_Source material_

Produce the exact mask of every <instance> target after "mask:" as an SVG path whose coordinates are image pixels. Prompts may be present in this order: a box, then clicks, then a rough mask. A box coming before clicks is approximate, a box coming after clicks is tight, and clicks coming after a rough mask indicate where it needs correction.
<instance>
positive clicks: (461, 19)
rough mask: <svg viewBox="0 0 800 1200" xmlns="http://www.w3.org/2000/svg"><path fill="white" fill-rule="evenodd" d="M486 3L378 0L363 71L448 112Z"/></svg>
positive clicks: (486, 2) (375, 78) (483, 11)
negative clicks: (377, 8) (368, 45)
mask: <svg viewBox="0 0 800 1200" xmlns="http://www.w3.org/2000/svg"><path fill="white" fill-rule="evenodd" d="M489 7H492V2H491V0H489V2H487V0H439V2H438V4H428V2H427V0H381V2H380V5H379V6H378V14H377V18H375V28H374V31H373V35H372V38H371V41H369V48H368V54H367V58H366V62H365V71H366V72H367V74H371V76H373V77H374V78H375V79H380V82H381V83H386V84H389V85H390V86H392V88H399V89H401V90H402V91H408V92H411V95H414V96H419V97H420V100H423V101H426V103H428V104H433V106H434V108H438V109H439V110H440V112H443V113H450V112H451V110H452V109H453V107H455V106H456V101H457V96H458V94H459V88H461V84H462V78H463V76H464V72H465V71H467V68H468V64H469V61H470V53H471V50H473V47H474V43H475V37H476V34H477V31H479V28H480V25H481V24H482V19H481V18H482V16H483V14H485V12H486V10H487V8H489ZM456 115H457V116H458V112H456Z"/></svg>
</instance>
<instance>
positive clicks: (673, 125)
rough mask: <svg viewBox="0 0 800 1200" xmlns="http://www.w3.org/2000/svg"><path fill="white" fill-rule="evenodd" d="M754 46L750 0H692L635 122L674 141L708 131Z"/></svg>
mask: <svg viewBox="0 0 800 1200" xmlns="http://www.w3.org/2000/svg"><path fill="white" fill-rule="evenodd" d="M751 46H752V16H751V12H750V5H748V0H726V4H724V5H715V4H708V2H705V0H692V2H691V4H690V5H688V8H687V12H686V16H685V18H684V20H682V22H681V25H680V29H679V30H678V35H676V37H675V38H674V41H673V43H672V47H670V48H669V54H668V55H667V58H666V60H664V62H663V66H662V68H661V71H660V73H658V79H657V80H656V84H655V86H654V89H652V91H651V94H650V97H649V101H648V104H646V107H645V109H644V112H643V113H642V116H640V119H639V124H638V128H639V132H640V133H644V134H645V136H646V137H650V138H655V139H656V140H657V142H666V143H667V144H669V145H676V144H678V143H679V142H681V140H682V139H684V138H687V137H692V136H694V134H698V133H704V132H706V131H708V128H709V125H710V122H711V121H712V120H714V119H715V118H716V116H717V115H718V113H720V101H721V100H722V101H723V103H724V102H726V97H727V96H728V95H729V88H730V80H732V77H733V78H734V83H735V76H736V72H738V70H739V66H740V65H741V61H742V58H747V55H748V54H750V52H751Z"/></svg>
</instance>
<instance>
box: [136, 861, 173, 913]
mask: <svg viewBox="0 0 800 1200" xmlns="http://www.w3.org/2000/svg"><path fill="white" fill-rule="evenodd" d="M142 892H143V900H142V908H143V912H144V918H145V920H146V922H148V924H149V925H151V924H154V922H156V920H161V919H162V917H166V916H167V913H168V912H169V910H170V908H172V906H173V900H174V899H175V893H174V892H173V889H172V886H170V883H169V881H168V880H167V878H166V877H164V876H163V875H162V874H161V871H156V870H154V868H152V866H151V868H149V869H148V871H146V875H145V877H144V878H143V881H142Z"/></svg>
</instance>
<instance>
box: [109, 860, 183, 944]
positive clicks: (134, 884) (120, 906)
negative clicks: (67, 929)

_Task objective_
Lines containing the word "positive" are to be located in the entries and copied.

_Answer box_
positive clicks: (461, 19)
positive clicks: (486, 2) (375, 78) (483, 11)
positive clicks: (673, 125)
positive clicks: (134, 884) (120, 906)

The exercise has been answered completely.